--- Start of Data to process ---

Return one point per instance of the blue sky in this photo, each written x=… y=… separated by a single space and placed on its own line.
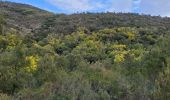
x=153 y=7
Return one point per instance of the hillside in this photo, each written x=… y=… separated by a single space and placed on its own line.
x=86 y=56
x=36 y=19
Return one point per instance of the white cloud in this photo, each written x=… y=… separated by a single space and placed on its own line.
x=76 y=5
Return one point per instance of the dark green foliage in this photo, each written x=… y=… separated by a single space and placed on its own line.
x=102 y=56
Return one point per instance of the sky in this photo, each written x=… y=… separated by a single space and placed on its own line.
x=152 y=7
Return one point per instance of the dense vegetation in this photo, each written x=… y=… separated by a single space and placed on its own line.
x=129 y=60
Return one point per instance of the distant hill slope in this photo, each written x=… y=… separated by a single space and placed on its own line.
x=23 y=17
x=28 y=19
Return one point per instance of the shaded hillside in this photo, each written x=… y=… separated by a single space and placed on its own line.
x=31 y=19
x=103 y=56
x=23 y=17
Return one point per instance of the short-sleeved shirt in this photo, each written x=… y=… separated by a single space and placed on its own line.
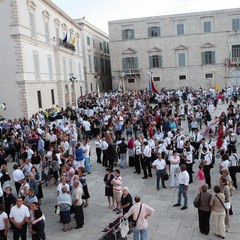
x=19 y=213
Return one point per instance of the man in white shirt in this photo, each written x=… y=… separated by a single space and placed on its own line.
x=183 y=179
x=19 y=216
x=160 y=166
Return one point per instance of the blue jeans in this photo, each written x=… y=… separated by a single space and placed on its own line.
x=87 y=164
x=143 y=234
x=184 y=193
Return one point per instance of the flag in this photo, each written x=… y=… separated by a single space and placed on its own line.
x=73 y=41
x=65 y=39
x=153 y=87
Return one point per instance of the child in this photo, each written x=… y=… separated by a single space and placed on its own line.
x=200 y=175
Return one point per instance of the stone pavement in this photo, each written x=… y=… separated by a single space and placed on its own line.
x=168 y=223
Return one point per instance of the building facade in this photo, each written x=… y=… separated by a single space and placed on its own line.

--- End of Data to process ---

### Brief
Reproduce every one of the records above word for word, omitting the pictures.

### Answer to this problem
Return one point per instance of the blue sky in this photo, each written x=… y=… separated by a single space and placed on its own line.
x=153 y=7
Return one point per instance of the hillside in this photo, each written x=… y=… separated by a single space and placed on its own line.
x=86 y=56
x=36 y=19
Return one point per instance of the white cloud in this photo, each written x=… y=… separated by a single space and placed on its own line.
x=76 y=5
Return one point per instance of the dark green foliage in this photo, each written x=… y=… separated by a single space and placed on its own line.
x=102 y=56
Return one point per instance of the sky in this photo, each written x=… y=… separated by a single space and placed on its own line.
x=152 y=7
Return one point per instance of the dense vegetation in this photo, each written x=… y=… separated by a single space and placed on its own line.
x=129 y=60
Return one point per instance of the distant hill slope in this photo, each written x=… y=… separated by a single space and placed on its own line.
x=23 y=17
x=28 y=19
Return one point per instance of the shaded hillside in this photo, each written x=… y=… separated by a single space and placed on its own line.
x=31 y=19
x=103 y=56
x=23 y=17
Return one point per instance of the short-sleeved shirt in this photo, each written x=… y=… separated by a single space and placed on its own line.
x=19 y=213
Return one point per instance of the man in white shirt in this photo, each written x=… y=… separated by a single space and placed on its own line.
x=183 y=179
x=19 y=216
x=160 y=166
Return one point per instance of the blue jeans in this photo, each written x=… y=… separated by a single space and placed on its own line.
x=87 y=164
x=143 y=234
x=184 y=193
Return one point per instance of the flag in this photo, each written x=… y=… separated by a single space and placed on its own line.
x=73 y=41
x=65 y=39
x=153 y=87
Return one point per instance of the child in this photo, each written x=… y=… separated by a single space and placed on its own line.
x=200 y=175
Return one point per instance of the stone pavement in this photo, each written x=… y=… separated by a single space and placed on its own line.
x=168 y=223
Return one point per instance of the building facade in this photo, each written x=… y=… separated by a single space and placed on its own line.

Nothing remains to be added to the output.